◆ EXERCISE: Using the crime prevention text below, explain in one to three sentences why the text calls it unfortunate that "know-who" has been understated, underdeveloped and under-structured.

Start of EXCERPTED TEXT

Some crime prevention interventions are directly delivered by professional preventers working in the police service (such as patrols or law enforcement), probation (supervision and support of offenders), local government (such as improving street lighting) or youth services (such as summer entertainment programmes or youth centres). However, the majority of preventive effort is delivered indirectly by ‘civil’ organisations and individuals often in their daily routines of work, travel, domestic activity, family life and leisure. Here, the role of the professionals is mostly to mobilise or work in partnership with the civil world. (See also the concept of ‘third party policing’ – Mazerolle and Ransley 2006.) And even direct implementation may require professional partnerships to share responsibility for addressing problems, and to span divisions of labour to bring together complementary perspectives and resources (Ekblom 2004).

Inadequate tools for thinking, communicating and acting

Given that so much crime prevention is delivered through third parties, it’s unfortunate that the key dimension of ‘know-who’ for practice, delivery and policy has been understated, underdeveloped and under-structured. Consider these ‘methods’ – the kind we would expect to see brought together on a typical administrative ‘shopping list’ of preventive actions:

These may look superficially equivalent but in fact all involve professionals, citizens and organisations participating in very different ways. The limitations of our ability to describe and distinguish such forms of involvement affect how well we can think, communicate and act in the preventive domain.

One attempt to structure this involvement has emerged within the Problem-Oriented Policing approach – which explicitly recognises the need to identify and mobilise key stakeholders when dealing with persistent crime and disorder problems. The Crime Triangle (Offender, Place, Target/Victim) briefly summarises some of the main causes of criminal events and simultaneously indicates some fundamental approaches to prevention. In more recent formulations (e.g. on www.popcenter.org/about/?p=triangle) the inner triangle of causes is surrounded by an outer triangle of people or organisations who can influence those causes – thus ‘handlers’ influence (potential) offenders, ‘guardians’ targets and ‘managers’ places. Sampson et al. (2010) have more recently introduced the concept of ‘super controllers’ – the people or organisations that in turn influence the immediate handlers, guardians and managers. The Crime Triangle as a framework for cause and intervention is usually accompanied by the SARA model of the preventive process – Scanning, Analysis, Response and Assessment (e.g. Clarke and Eck 2003, www.popcenter.org/about/?p=sara).

End of EXCERPTED TEXT
Start of MATERIAL

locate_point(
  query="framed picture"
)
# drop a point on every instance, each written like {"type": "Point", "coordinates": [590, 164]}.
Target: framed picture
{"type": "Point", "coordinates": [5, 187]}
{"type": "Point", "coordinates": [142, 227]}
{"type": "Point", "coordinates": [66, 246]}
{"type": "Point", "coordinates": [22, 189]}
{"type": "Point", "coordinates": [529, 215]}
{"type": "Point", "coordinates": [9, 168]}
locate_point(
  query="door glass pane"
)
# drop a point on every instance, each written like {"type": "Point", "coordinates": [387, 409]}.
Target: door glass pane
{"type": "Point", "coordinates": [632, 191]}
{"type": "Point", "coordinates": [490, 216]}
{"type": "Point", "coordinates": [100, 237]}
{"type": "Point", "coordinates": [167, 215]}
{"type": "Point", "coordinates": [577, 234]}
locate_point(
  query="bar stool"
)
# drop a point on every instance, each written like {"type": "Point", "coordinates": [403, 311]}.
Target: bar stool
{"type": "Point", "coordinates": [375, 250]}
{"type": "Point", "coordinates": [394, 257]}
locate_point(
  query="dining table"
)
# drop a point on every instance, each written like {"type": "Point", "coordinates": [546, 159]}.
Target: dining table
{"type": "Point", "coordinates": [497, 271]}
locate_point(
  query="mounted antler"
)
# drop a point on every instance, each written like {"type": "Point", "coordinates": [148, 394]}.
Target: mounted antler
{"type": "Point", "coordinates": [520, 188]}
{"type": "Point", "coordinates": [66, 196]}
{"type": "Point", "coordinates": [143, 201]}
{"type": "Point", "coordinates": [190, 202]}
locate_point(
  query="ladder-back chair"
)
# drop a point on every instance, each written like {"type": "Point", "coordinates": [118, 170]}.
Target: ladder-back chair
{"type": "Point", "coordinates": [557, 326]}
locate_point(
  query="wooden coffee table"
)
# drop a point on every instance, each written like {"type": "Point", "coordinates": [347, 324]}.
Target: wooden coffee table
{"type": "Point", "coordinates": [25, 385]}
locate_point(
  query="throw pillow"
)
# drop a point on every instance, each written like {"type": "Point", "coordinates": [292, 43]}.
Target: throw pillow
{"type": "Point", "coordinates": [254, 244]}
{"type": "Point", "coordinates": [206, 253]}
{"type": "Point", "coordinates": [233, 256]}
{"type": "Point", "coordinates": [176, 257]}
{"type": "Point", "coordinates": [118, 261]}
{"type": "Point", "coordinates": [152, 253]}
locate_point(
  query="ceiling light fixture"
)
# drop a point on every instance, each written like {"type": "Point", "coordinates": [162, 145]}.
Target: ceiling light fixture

End of MATERIAL

◆ RESPONSE FOR THIS EXERCISE: So much crime prevention is delivered through third parties: civil organizations and individuals in their daily routines, with professionals mostly mobilizing them or working in partnership with them. That makes the neglect of "know-who" for practice, delivery and policy unfortunate.